* Given problem *
Copy every line of the material below word for word, without changing anything.

=======

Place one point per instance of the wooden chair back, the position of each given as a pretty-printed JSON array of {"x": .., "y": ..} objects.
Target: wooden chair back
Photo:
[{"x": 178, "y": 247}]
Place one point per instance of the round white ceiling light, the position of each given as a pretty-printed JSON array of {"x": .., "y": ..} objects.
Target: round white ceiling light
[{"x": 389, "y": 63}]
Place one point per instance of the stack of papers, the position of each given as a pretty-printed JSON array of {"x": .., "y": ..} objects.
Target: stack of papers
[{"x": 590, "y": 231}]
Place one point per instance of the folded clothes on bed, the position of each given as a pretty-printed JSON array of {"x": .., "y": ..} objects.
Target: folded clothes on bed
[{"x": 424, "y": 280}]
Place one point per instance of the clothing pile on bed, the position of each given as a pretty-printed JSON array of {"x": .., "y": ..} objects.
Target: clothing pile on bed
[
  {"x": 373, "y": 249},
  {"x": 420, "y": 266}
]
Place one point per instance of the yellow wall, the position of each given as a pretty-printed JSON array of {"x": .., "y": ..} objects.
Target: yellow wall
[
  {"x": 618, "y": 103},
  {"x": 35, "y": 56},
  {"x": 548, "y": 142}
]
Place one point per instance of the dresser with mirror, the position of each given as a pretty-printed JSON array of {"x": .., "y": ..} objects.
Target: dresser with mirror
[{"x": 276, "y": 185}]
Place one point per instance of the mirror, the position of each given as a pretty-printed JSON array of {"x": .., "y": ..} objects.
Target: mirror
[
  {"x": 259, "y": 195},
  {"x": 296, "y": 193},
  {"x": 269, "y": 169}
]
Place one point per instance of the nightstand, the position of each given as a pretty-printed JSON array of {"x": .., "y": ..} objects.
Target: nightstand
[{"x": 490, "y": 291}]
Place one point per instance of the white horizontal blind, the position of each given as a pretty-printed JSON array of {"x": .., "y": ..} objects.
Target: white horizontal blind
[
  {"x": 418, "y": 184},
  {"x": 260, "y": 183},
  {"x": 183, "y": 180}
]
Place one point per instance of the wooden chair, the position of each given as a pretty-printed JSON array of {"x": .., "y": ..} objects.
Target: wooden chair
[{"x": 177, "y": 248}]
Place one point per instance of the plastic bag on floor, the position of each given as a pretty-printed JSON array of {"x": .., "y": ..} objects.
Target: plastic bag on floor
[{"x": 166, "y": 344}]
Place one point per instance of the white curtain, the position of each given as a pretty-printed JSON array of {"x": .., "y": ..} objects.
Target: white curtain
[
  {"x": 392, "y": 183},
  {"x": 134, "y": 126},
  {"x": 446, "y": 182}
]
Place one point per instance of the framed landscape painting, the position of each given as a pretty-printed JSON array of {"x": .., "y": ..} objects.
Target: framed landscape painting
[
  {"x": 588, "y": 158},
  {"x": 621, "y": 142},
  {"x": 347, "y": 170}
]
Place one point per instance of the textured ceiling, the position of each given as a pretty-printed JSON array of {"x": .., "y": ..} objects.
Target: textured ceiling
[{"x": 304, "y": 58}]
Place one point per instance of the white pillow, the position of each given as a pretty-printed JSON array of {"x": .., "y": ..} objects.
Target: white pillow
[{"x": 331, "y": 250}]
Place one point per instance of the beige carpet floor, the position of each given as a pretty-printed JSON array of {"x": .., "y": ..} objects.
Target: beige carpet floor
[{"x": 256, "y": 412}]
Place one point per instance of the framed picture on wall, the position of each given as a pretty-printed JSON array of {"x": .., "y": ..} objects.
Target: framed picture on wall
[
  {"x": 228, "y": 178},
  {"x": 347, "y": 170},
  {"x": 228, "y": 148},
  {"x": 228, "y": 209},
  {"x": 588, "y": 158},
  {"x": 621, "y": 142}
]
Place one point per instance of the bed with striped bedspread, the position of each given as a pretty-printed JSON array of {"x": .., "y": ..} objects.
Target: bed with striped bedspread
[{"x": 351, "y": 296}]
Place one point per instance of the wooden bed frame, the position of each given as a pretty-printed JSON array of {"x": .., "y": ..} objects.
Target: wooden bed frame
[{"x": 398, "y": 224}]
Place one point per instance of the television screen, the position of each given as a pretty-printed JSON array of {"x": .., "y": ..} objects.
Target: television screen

=======

* Answer to the task *
Place one point per instance of the wooden chair back, the position of each given as a pretty-printed JSON array of {"x": .., "y": ..} objects.
Target: wooden chair back
Photo:
[{"x": 178, "y": 247}]
Place one point per instance of the round white ceiling light, the position of each given as a pretty-printed JSON array of {"x": .., "y": ..} objects.
Target: round white ceiling light
[{"x": 389, "y": 63}]
Place one point per instance of the stack of papers, the position of each given as a pretty-printed JSON array of {"x": .., "y": ..} objects.
Target: stack of papers
[{"x": 590, "y": 231}]
Place one point per instance of the folded clothes on bed, the position of each given as a pretty-printed JSON array of {"x": .., "y": ..} objects.
Target: folded clothes on bed
[{"x": 424, "y": 280}]
Place one point per instance of the clothing pile on bed, the position of each given as a pretty-printed JSON array of {"x": .., "y": ..} objects.
Target: clothing pile on bed
[
  {"x": 373, "y": 249},
  {"x": 420, "y": 266}
]
Place one point per instance of the yellow wall, the position of each given as a pretty-printed JSON array of {"x": .., "y": ..} objects.
Target: yellow wall
[
  {"x": 618, "y": 103},
  {"x": 35, "y": 56},
  {"x": 548, "y": 142}
]
Place one point per instance of the dresser with mirror, the position of each given as a pretty-printed JSON array of {"x": .., "y": ..} objects.
Target: dresser with mirror
[{"x": 276, "y": 185}]
Place one point per instance of the mirror, the position of each given as a pretty-printed JSON array of {"x": .., "y": ..} objects.
Target: mirror
[
  {"x": 259, "y": 195},
  {"x": 296, "y": 193},
  {"x": 269, "y": 169}
]
Place one point per instance of the nightstand, the position of each given as a pretty-printed JSON array of {"x": .., "y": ..} objects.
Target: nightstand
[{"x": 490, "y": 291}]
Place one point per instance of the white horizontal blind, the position of each given as a pretty-printed JSON array of {"x": .., "y": ..} objects.
Target: white horizontal blind
[
  {"x": 418, "y": 184},
  {"x": 260, "y": 183},
  {"x": 183, "y": 180}
]
Place one point per instance of the wooden chair, the position of each given as a pretty-printed JSON array of {"x": .., "y": ..} objects.
Target: wooden chair
[{"x": 177, "y": 248}]
Place one point per instance of the plastic bag on floor, the position of each given as a pretty-printed JSON array of {"x": .., "y": ..} objects.
Target: plastic bag on floor
[{"x": 166, "y": 344}]
Place one point per instance of the white curtain, the position of each given as a pretty-printed JSON array of {"x": .., "y": ..} objects.
Target: white curtain
[
  {"x": 392, "y": 183},
  {"x": 134, "y": 126},
  {"x": 446, "y": 182}
]
Place one point per instance of the framed landscape painting, the position of each given as a pretty-printed JSON array of {"x": .., "y": ..} objects.
Target: framed landscape painting
[
  {"x": 588, "y": 158},
  {"x": 621, "y": 142},
  {"x": 347, "y": 170}
]
Place one point per instance of the textured ceiling, the position of each given as a pretty-printed JSON array of {"x": .., "y": ..} objects.
Target: textured ceiling
[{"x": 304, "y": 58}]
Place one point per instance of the white pillow, the position of each given as a pretty-printed JSON array of {"x": .., "y": ..} objects.
Target: white pillow
[{"x": 331, "y": 250}]
Place one point per instance of the beige carpet floor, the position of each given as a pretty-printed JSON array of {"x": .., "y": ..} objects.
Target: beige carpet floor
[{"x": 256, "y": 412}]
Place one point per instance of the framed picture on wall, the position of each given as a pretty-printed JSON array of {"x": .., "y": ..} objects.
Target: framed picture on wall
[
  {"x": 228, "y": 178},
  {"x": 347, "y": 170},
  {"x": 228, "y": 148},
  {"x": 228, "y": 209},
  {"x": 588, "y": 158},
  {"x": 621, "y": 142}
]
Place one point per instance of the bed with striped bedspread, the position of each given as a pretty-printed JSON array of {"x": .., "y": ..} objects.
Target: bed with striped bedspread
[{"x": 351, "y": 296}]
Place one point per instance of the wooden bed frame, the position of each given as a pretty-printed JSON array of {"x": .., "y": ..} objects.
Target: wooden bed frame
[{"x": 398, "y": 224}]
Place one point per instance of the television screen, the position of each given as a pretty-printed JSON array of {"x": .., "y": ..} objects.
Target: television screen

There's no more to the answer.